(Object point labels)
..............................

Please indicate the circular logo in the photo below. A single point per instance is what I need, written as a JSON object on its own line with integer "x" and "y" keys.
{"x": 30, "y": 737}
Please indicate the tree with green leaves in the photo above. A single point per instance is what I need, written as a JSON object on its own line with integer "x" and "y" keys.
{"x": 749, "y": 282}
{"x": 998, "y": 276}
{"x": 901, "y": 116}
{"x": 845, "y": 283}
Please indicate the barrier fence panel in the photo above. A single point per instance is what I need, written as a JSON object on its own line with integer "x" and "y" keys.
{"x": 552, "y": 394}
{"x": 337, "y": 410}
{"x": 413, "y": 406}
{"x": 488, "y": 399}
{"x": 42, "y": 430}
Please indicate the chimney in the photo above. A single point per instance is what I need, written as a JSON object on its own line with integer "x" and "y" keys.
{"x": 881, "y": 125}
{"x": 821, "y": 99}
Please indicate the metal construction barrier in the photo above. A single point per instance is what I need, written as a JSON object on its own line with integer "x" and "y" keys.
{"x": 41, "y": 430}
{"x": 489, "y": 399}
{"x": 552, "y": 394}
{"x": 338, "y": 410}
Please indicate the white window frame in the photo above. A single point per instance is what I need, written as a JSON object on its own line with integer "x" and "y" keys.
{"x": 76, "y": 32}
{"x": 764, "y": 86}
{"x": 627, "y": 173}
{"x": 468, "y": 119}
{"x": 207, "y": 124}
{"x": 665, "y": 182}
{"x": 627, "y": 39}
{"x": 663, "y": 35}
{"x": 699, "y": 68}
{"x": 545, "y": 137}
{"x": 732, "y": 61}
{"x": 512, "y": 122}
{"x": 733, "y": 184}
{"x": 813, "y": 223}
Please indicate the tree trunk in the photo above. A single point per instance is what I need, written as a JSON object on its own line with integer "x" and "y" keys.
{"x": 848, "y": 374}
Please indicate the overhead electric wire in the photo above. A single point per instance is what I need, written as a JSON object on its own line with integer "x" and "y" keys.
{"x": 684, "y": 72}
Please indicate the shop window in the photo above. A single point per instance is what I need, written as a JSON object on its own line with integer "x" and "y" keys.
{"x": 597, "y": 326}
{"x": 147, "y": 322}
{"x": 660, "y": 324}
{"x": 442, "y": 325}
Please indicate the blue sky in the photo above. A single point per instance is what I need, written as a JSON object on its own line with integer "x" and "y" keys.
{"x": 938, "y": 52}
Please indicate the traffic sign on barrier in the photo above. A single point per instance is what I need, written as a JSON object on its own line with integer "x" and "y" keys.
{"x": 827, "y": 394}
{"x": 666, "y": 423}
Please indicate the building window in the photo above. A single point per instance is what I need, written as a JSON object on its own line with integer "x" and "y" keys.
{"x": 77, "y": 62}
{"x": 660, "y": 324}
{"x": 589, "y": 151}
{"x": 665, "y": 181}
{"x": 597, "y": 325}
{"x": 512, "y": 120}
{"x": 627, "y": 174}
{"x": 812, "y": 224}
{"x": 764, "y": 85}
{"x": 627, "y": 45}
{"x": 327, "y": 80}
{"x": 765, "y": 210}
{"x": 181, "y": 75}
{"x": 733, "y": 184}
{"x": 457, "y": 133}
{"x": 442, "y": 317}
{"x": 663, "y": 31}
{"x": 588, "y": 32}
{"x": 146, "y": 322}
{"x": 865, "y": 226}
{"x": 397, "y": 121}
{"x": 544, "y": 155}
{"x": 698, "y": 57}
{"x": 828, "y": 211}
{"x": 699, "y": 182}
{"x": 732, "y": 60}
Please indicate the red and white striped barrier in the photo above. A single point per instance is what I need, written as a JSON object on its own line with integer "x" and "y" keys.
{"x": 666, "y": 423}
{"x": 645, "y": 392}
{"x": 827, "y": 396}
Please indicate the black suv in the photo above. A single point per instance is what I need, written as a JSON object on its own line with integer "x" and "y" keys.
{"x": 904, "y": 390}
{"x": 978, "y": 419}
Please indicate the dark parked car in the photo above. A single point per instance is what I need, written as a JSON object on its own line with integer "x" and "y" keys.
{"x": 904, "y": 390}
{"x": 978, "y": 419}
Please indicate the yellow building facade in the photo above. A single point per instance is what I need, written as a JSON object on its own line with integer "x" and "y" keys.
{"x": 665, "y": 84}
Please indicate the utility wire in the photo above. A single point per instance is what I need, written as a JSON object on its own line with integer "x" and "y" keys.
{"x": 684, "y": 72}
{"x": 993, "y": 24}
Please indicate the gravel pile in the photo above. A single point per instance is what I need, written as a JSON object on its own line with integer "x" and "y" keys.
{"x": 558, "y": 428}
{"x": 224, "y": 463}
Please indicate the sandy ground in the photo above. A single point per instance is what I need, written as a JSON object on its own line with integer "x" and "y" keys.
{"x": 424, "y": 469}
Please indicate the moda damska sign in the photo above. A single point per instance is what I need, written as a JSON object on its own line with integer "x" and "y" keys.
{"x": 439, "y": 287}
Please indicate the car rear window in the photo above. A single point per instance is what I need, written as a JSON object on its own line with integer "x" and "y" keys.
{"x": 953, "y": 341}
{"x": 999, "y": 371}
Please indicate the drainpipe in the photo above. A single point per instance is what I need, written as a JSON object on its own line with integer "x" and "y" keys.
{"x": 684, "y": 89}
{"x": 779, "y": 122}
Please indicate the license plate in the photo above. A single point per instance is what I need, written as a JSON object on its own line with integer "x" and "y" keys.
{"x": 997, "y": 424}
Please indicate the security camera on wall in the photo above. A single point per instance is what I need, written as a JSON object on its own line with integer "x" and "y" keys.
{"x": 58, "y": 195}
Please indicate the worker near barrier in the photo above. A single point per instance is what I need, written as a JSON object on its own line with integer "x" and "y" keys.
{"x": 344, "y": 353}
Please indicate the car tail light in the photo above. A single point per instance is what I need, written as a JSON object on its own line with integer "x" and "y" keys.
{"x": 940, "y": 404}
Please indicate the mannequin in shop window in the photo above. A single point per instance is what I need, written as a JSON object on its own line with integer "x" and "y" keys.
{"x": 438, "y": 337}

..............................

* **Problem**
Copy out every line of the rows above word for word, leaving nothing out and changing nothing.

* **Response**
Please indicate the circular logo in the photo below. A single point per instance is what I need, written as a JSON object on its own line with integer "x" and "y" keys.
{"x": 30, "y": 737}
Please indicate the tree with green leaves in the photo above. A single point per instance is what I need, written as a JSON object on its own line with integer "x" and "y" keys.
{"x": 749, "y": 282}
{"x": 998, "y": 276}
{"x": 901, "y": 116}
{"x": 845, "y": 283}
Please indicate the barrier fence panel in the photo above. A single point per instance is what I need, written as a JSON object on its own line with integer "x" and "y" keys.
{"x": 552, "y": 394}
{"x": 337, "y": 410}
{"x": 413, "y": 406}
{"x": 488, "y": 399}
{"x": 42, "y": 430}
Please indicate the chimney in the photo above. A single point per instance is what I need, written as a JSON object on its own line with integer "x" and "y" keys.
{"x": 881, "y": 125}
{"x": 821, "y": 99}
Please indicate the metal construction barrier in the photo above. A single point per instance is what I need, written as a JSON object on its own line with integer "x" and "y" keys.
{"x": 41, "y": 430}
{"x": 489, "y": 399}
{"x": 552, "y": 394}
{"x": 338, "y": 410}
Please indicate the white window frame in the photo above. A single point per instance is what I need, written as a JSON object on its own line with integer "x" and "y" keys.
{"x": 76, "y": 32}
{"x": 764, "y": 86}
{"x": 627, "y": 173}
{"x": 468, "y": 119}
{"x": 207, "y": 124}
{"x": 665, "y": 182}
{"x": 627, "y": 39}
{"x": 663, "y": 35}
{"x": 699, "y": 68}
{"x": 545, "y": 137}
{"x": 732, "y": 61}
{"x": 512, "y": 122}
{"x": 733, "y": 184}
{"x": 813, "y": 223}
Please indicate the tree trunk in the photo above. A single point per instance is what I need, written as a JSON object on its own line with integer "x" and "y" keys.
{"x": 848, "y": 374}
Please indicate the overhead electric wire in the photo above. A single point per instance is what I need, written as a JSON object on its own line with integer "x" and "y" keys.
{"x": 684, "y": 72}
Please indicate the shop window in the photo above. A single point per instance is what I need, written as a JSON object on its own line with integer "x" and "y" keys.
{"x": 597, "y": 326}
{"x": 147, "y": 322}
{"x": 660, "y": 324}
{"x": 442, "y": 325}
Please indicate the blue sky in the photo above. A single point per instance is what I need, written as a JSON object on its own line with integer "x" and "y" keys.
{"x": 938, "y": 52}
Please indicate the traffic sign on barrier in the photo above. A single point per instance is what I need, written as a JSON object on its own line with integer "x" and "y" keys.
{"x": 827, "y": 394}
{"x": 666, "y": 423}
Please indicate the building window in the photo above. A single point per instance is what I need, written as a JSON object on its own line with integer "x" and "y" keys.
{"x": 77, "y": 62}
{"x": 660, "y": 324}
{"x": 589, "y": 151}
{"x": 665, "y": 181}
{"x": 597, "y": 325}
{"x": 512, "y": 120}
{"x": 627, "y": 174}
{"x": 812, "y": 224}
{"x": 764, "y": 85}
{"x": 627, "y": 45}
{"x": 327, "y": 80}
{"x": 765, "y": 210}
{"x": 181, "y": 75}
{"x": 733, "y": 184}
{"x": 457, "y": 133}
{"x": 442, "y": 317}
{"x": 663, "y": 31}
{"x": 588, "y": 32}
{"x": 146, "y": 322}
{"x": 865, "y": 226}
{"x": 397, "y": 121}
{"x": 544, "y": 155}
{"x": 698, "y": 57}
{"x": 828, "y": 211}
{"x": 699, "y": 182}
{"x": 732, "y": 60}
Please indicate the red and white striped barrier in the photo above. A single point per instance is what I need, written as a JSON object on its own line with integer "x" and "y" keys.
{"x": 666, "y": 423}
{"x": 645, "y": 392}
{"x": 827, "y": 396}
Please indicate the black suv in the photo above. A single point per instance is what I need, written as a JSON object on its own line with integer "x" and "y" keys.
{"x": 904, "y": 390}
{"x": 978, "y": 419}
Please indicate the dark parked car in the photo above. A single point per instance is what I need, written as a JSON object on its own line with integer "x" and "y" keys.
{"x": 904, "y": 390}
{"x": 978, "y": 419}
Please indicate the yellow building facade in the photo above. A single point per instance is what I need, written as a JSON object on its own line with integer "x" and "y" keys.
{"x": 665, "y": 84}
Please indicate the utility wire in the photo above. A single point per instance is what I need, written as a JSON object on its own line with integer "x" and "y" keys.
{"x": 684, "y": 72}
{"x": 993, "y": 24}
Please indicate the gravel pile in the photo above. A single point per instance is what I need, written as a JSON object on its own line with integer "x" and "y" keys.
{"x": 558, "y": 428}
{"x": 224, "y": 463}
Please indicate the sandy ground in the photo above. A single point per instance is what I need, written as a JSON object on its own line with integer "x" and "y" keys.
{"x": 424, "y": 469}
Please indicate the moda damska sign in the photo above. A single point per instance is what I need, written as a JSON object on its own line with integer "x" and "y" keys.
{"x": 439, "y": 287}
Please indicate the car rear window in the photo above. A single point per instance is what I need, written as a JSON object on its own line with integer "x" and "y" keys.
{"x": 953, "y": 341}
{"x": 999, "y": 371}
Please indicate the drainpipe in the photo above. A single point per instance is what I need, written as a JSON object on its own line with integer "x" and "y" keys.
{"x": 684, "y": 89}
{"x": 779, "y": 122}
Please indicate the license plate in the photo above. A single point per instance is what I need, written as a JSON object on its own line with integer "x" and "y" keys.
{"x": 997, "y": 424}
Please indicate the security camera on wall in the photo above. A single point per instance is what I need, written as a JSON object on its own line with integer "x" and "y" keys.
{"x": 58, "y": 195}
Please indicate the worker near barrier in the photo above. A single point per instance is what I need, written as a JSON object on its own line with integer "x" and "y" keys.
{"x": 344, "y": 353}
Please indicate the car tail light in the photo above. A single point per instance is what I need, written as a JSON object on its own line with integer "x" and "y" keys.
{"x": 940, "y": 404}
Please indicate the mannequin in shop window in the photo above. A single point per instance is what I need, written as a JSON object on its own line with integer "x" and "y" keys.
{"x": 438, "y": 337}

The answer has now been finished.